Saved data entries

☆ ☆ ☆ ☆ ☆ ☆ ☆

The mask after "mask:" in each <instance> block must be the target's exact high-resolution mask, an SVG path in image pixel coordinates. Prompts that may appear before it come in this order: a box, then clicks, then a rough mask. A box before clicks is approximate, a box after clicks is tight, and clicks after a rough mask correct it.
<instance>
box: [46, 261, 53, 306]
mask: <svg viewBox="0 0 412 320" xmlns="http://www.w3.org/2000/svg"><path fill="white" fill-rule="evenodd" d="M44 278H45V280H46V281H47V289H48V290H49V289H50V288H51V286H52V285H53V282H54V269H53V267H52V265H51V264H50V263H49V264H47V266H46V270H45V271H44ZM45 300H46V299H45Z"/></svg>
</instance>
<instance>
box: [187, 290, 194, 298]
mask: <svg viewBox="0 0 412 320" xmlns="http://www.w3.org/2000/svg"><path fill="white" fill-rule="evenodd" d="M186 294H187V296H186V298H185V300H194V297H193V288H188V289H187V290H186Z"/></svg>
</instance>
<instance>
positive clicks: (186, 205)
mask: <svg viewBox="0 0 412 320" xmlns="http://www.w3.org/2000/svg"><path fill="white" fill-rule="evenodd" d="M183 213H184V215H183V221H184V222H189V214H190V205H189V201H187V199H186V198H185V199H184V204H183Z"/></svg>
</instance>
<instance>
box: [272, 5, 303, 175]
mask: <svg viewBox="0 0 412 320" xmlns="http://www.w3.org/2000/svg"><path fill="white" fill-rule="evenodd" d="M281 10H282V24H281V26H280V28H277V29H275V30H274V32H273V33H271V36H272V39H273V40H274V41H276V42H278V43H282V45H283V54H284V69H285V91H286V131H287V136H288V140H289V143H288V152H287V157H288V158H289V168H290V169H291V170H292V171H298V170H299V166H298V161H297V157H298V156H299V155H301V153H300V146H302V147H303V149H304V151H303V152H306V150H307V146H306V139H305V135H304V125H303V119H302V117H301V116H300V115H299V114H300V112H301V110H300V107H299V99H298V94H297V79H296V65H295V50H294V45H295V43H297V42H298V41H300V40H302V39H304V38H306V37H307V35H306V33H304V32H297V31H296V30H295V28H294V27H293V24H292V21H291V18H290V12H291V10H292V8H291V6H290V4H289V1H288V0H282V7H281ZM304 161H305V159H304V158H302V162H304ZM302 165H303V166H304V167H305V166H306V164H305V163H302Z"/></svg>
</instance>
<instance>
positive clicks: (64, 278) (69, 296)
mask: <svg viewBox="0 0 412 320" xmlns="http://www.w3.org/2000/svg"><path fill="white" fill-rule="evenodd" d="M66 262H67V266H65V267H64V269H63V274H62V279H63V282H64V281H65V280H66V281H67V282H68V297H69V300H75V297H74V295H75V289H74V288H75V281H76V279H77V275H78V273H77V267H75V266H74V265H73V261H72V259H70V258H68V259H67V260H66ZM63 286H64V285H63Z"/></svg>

☆ ☆ ☆ ☆ ☆ ☆ ☆

**Activity**
Please reproduce each entry exactly as it appears.

**Task solution**
The mask after "mask:" in each <instance> block must be the target's exact high-resolution mask, an SVG path in image pixel coordinates. Prompts that may appear before it come in this order: a box, then clicks, then a rough mask. A box before clicks is approximate, a box after clicks is tight, and clicks after a rough mask correct it.
<instance>
box: [46, 261, 53, 306]
mask: <svg viewBox="0 0 412 320" xmlns="http://www.w3.org/2000/svg"><path fill="white" fill-rule="evenodd" d="M44 278H45V280H46V281H47V289H48V290H49V289H50V288H51V286H52V285H53V282H54V269H53V267H52V265H51V264H50V263H49V264H47V266H46V270H45V271H44ZM45 300H46V299H45Z"/></svg>
</instance>
<instance>
box: [187, 290, 194, 298]
mask: <svg viewBox="0 0 412 320" xmlns="http://www.w3.org/2000/svg"><path fill="white" fill-rule="evenodd" d="M186 294H187V296H186V298H185V300H194V297H193V288H188V289H187V290H186Z"/></svg>
</instance>
<instance>
positive clicks: (186, 205)
mask: <svg viewBox="0 0 412 320" xmlns="http://www.w3.org/2000/svg"><path fill="white" fill-rule="evenodd" d="M183 213H184V215H183V221H184V222H189V214H190V205H189V201H187V199H186V198H185V199H184V204H183Z"/></svg>
</instance>
<instance>
box: [272, 5, 303, 175]
mask: <svg viewBox="0 0 412 320" xmlns="http://www.w3.org/2000/svg"><path fill="white" fill-rule="evenodd" d="M281 10H282V24H281V26H280V28H277V29H275V30H274V32H273V33H271V36H272V39H273V40H274V41H276V42H278V43H282V45H283V54H284V69H285V91H286V131H287V136H288V140H289V143H288V152H287V157H288V158H289V168H290V169H291V170H292V171H298V170H299V166H298V161H297V157H298V156H299V155H301V153H300V146H302V147H303V149H304V151H303V152H306V150H307V146H306V139H305V135H304V125H303V119H302V117H301V116H300V115H299V114H300V112H301V110H300V107H299V99H298V94H297V79H296V65H295V50H294V45H295V43H297V42H298V41H300V40H302V39H304V38H306V37H307V35H306V33H304V32H297V31H296V30H295V28H294V27H293V24H292V21H291V18H290V12H291V10H292V8H291V6H290V4H289V1H288V0H282V7H281ZM304 161H305V159H304V158H302V162H304ZM302 165H303V166H304V167H305V166H306V164H305V163H302Z"/></svg>
</instance>
<instance>
positive clicks: (64, 278) (69, 296)
mask: <svg viewBox="0 0 412 320" xmlns="http://www.w3.org/2000/svg"><path fill="white" fill-rule="evenodd" d="M66 262H67V266H65V267H64V269H63V274H62V279H63V282H64V281H65V280H66V281H67V282H68V297H69V300H75V297H74V295H75V289H74V288H75V281H76V279H77V275H78V273H77V267H75V266H74V265H73V261H72V259H70V258H68V259H67V260H66ZM63 286H64V285H63Z"/></svg>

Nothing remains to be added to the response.